===== Dataset records

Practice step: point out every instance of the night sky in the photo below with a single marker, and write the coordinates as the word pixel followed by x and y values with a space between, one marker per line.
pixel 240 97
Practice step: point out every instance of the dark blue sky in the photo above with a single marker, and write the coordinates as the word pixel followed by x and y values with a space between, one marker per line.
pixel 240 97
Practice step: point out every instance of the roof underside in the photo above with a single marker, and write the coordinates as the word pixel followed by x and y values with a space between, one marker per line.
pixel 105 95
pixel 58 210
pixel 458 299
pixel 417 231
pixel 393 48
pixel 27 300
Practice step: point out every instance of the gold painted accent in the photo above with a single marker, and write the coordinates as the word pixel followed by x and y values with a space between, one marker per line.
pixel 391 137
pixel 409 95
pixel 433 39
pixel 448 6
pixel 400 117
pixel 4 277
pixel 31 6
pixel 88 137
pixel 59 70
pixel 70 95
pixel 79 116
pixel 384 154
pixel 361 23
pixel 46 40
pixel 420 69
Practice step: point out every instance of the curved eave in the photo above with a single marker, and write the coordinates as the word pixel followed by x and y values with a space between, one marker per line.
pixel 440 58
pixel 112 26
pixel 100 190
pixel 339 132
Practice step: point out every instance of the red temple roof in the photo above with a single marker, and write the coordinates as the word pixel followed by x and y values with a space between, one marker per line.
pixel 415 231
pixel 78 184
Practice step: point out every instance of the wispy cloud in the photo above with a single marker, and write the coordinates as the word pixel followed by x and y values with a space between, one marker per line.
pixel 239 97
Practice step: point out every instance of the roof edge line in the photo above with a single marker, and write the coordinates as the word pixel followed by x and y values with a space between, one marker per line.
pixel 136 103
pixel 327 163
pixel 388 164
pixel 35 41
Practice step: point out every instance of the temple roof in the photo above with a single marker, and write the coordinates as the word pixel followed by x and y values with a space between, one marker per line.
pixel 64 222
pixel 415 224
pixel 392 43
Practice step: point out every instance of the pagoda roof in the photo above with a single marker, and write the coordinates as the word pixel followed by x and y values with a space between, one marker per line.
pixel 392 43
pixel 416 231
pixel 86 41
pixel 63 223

==========

Your goal:
Reproduce the entries exactly as they appear.

Task answer:
Practice step: point out every instance of the night sky in the photo below with a single marker, and write the coordinates as the word pixel followed by x and y values with a space between, one marker per line.
pixel 240 97
Practice step: point out every instance of the dark blue sky in the photo above with a single marker, and write the coordinates as the word pixel followed by x and y values with a space between, one marker per line.
pixel 240 97
Practice step: point out every instance of the roof underside in the photo above with a single marker, and write the coordinates as the word pixel followed by x and y values with a space between, one marker per line.
pixel 105 95
pixel 58 210
pixel 458 299
pixel 417 231
pixel 393 48
pixel 27 300
Practice step: point out every instance of the gold painted accent in the photo above with a single marker, and write the coordinates as the word pixel followed by x and y values with a space between, one marker per line.
pixel 391 137
pixel 409 95
pixel 433 39
pixel 448 6
pixel 400 117
pixel 4 277
pixel 31 6
pixel 88 137
pixel 59 70
pixel 70 95
pixel 79 116
pixel 384 154
pixel 361 23
pixel 46 40
pixel 420 69
Practice step: point out every instance of the curved eave in the photo above with a single marker, and write the coordinates as the word pixel followed by x and y values with a space between, one marker per line.
pixel 440 58
pixel 112 26
pixel 100 190
pixel 339 132
Practice step: point out every instance of the red temple roof in the photo above with a single marker, and write the coordinates as the word pixel followed by x and y values with a space between, one marker per line.
pixel 415 231
pixel 78 184
Practice step: point out every instance of the wispy cloud in the photo above with a single marker, and write the coordinates as the word pixel followed by x and y values with a space between, one marker per line.
pixel 239 97
Practice step: point out every instance of the roof edge line in the photo above with a single marker, and write the coordinates as the word pixel followed by x and y values with a space between, one marker per line.
pixel 136 103
pixel 327 163
pixel 388 164
pixel 35 41
Practice step: point out every instance of the temple roof in the photo above with a single marker, and write the coordinates as the word pixel followed by x and y values with a space between, one marker per line.
pixel 64 222
pixel 415 224
pixel 392 43
Practice step: point out every instance of the pagoda roof in the photo above with a single marker, and write the coordinates as the word pixel followed by x and y values with a space between, one marker per line.
pixel 392 43
pixel 416 231
pixel 86 41
pixel 63 223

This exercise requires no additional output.